** Start INPUT MATERIAL **

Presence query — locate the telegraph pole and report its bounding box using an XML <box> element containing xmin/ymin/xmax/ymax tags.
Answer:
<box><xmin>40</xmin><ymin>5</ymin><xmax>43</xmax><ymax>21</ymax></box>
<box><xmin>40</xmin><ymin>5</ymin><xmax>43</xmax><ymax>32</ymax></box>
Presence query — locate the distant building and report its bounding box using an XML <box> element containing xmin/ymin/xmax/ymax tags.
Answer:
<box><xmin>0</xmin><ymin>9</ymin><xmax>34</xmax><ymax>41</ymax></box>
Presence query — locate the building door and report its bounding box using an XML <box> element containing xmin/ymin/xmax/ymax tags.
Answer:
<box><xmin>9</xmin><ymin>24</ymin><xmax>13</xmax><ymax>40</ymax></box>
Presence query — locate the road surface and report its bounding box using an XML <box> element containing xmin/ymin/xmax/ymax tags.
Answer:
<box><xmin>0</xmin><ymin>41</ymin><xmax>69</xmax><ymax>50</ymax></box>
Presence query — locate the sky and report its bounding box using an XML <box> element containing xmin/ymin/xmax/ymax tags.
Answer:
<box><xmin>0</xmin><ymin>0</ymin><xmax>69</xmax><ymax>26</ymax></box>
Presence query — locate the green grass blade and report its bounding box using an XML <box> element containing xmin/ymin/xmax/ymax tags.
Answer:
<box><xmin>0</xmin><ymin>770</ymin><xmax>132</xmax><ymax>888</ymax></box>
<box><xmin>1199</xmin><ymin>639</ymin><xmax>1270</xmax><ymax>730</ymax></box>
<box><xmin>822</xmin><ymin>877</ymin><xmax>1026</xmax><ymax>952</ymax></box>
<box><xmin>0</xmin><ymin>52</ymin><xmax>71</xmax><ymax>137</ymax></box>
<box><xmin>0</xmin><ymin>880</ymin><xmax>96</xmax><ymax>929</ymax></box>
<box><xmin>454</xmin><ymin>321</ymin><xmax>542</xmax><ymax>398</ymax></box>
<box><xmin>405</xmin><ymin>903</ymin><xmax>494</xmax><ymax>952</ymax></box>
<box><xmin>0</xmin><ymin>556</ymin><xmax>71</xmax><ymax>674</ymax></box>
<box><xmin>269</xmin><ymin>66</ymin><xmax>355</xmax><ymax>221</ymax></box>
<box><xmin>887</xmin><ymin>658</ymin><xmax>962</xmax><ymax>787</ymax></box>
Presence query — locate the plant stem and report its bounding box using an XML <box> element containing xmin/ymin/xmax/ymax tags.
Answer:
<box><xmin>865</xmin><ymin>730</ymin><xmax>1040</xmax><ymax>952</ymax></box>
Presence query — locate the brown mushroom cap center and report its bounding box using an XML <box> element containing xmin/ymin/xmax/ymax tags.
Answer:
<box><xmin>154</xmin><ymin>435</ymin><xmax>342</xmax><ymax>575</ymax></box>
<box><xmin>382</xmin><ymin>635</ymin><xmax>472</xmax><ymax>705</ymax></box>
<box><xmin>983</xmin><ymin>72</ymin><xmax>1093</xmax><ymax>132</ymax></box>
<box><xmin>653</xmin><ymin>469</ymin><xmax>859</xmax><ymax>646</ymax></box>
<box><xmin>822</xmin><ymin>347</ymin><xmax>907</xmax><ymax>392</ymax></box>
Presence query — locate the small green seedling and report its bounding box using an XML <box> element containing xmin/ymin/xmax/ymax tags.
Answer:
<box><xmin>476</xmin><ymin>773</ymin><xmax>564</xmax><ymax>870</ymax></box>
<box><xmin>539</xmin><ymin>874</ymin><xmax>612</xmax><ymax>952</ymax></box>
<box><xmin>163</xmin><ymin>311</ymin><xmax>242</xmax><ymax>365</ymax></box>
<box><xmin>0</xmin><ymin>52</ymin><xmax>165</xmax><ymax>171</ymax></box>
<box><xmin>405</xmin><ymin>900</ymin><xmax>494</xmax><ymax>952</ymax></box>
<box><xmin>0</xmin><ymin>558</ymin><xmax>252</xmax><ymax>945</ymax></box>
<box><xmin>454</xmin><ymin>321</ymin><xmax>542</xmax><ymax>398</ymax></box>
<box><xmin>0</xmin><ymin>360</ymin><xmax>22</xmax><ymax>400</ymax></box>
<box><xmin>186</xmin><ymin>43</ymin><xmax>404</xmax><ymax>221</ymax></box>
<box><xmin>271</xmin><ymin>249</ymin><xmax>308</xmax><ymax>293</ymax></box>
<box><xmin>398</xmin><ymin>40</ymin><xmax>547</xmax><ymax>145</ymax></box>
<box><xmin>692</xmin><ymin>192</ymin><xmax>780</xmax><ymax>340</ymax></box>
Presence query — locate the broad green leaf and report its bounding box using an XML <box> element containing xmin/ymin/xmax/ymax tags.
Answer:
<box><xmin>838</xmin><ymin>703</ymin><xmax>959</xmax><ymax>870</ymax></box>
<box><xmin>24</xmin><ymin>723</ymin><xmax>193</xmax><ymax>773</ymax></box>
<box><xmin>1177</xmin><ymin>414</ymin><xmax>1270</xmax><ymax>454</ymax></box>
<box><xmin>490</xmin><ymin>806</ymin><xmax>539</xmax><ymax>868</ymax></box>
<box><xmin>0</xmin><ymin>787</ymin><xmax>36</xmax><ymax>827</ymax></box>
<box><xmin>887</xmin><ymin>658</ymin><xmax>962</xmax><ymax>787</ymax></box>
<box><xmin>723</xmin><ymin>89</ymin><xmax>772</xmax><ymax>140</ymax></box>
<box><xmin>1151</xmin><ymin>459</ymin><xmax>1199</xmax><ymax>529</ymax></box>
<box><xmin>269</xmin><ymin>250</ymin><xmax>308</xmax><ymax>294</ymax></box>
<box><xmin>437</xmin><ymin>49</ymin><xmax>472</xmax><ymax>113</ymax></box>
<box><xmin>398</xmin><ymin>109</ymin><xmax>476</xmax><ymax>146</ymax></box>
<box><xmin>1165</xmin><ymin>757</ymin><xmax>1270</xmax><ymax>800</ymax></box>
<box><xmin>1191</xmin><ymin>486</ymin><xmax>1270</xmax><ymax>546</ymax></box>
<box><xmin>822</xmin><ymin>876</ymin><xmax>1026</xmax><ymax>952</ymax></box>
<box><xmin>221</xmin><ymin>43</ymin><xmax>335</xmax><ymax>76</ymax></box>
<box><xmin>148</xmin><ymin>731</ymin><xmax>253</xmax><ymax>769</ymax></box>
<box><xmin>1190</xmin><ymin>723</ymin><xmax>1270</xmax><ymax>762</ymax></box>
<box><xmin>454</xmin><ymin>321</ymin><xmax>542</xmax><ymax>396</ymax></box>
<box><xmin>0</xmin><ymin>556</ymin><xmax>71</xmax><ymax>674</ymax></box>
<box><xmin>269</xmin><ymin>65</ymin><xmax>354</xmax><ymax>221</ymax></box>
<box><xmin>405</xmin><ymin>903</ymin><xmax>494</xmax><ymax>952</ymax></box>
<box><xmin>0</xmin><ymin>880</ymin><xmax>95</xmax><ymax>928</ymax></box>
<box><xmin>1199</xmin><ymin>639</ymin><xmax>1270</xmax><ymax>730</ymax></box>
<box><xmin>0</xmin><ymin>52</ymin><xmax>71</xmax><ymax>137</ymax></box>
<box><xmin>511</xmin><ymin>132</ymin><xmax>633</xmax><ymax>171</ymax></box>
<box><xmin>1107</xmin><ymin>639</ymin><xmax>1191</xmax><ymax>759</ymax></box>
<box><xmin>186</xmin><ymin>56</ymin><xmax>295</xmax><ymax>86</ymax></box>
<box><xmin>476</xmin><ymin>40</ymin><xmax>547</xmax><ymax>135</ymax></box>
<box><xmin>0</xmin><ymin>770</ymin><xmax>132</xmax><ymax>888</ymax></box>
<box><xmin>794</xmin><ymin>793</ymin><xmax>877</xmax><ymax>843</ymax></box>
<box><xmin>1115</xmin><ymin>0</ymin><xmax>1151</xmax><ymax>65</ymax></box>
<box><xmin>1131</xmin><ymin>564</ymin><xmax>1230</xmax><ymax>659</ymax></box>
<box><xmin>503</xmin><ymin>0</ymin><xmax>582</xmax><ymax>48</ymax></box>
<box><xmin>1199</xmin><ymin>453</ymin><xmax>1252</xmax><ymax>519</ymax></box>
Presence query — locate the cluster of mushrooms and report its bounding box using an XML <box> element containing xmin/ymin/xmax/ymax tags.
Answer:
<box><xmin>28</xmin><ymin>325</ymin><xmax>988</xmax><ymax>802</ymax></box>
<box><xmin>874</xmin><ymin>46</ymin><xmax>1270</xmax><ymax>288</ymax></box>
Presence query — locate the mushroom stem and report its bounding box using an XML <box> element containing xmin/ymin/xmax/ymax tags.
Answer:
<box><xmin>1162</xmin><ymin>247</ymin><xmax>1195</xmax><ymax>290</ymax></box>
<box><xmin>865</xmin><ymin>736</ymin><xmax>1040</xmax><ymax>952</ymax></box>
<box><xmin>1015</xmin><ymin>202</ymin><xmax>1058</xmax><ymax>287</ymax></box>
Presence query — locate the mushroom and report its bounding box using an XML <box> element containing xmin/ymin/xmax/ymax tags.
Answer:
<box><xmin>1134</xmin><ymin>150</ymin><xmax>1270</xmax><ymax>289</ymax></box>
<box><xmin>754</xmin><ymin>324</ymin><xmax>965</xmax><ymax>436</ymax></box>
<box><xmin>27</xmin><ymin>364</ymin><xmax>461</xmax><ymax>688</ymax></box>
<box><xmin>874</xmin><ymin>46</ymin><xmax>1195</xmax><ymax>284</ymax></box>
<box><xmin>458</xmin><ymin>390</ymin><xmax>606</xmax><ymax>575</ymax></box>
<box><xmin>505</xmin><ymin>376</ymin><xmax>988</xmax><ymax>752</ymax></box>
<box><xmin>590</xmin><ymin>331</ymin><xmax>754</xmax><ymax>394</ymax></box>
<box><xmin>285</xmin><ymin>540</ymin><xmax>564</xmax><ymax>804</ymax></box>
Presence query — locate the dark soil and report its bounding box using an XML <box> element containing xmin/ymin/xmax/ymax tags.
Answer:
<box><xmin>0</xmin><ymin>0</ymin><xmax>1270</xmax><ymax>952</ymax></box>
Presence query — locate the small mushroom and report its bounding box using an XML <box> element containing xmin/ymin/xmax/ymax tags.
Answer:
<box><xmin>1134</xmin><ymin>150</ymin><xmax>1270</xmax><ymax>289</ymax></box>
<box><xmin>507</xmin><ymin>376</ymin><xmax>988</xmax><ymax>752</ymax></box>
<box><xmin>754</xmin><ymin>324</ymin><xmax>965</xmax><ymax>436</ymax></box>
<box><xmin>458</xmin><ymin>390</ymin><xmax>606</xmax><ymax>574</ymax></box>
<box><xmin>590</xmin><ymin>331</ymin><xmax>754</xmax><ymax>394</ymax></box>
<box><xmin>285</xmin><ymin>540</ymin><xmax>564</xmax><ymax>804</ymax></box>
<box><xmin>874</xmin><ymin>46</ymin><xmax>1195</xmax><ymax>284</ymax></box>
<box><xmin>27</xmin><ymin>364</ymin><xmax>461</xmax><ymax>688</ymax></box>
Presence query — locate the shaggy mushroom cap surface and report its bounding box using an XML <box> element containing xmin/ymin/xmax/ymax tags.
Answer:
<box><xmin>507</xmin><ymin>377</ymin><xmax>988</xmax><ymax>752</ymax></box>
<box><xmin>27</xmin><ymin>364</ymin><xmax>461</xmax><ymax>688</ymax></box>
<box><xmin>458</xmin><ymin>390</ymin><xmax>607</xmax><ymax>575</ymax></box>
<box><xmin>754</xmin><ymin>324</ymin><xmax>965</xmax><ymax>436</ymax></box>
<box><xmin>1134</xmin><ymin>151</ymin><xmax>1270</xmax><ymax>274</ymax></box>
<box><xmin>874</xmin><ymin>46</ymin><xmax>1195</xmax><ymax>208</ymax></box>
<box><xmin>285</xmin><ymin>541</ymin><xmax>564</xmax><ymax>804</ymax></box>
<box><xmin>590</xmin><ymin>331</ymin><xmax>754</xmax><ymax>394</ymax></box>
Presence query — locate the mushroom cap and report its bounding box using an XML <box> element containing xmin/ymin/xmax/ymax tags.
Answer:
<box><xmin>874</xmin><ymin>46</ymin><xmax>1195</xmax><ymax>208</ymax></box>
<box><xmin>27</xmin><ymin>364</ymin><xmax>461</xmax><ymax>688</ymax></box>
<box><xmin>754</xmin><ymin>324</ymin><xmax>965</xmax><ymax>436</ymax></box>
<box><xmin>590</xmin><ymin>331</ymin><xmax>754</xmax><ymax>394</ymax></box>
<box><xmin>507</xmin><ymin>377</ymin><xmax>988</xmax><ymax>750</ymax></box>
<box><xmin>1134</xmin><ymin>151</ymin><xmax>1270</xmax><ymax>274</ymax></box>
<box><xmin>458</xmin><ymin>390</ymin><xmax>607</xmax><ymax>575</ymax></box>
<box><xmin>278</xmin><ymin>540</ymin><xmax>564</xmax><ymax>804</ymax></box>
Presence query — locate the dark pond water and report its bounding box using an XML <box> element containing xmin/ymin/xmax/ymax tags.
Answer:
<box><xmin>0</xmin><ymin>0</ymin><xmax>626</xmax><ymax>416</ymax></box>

** End INPUT MATERIAL **

Report how many lines in the entries above contain the string "stem". Case counts.

- OUTPUT OF THE TASK -
2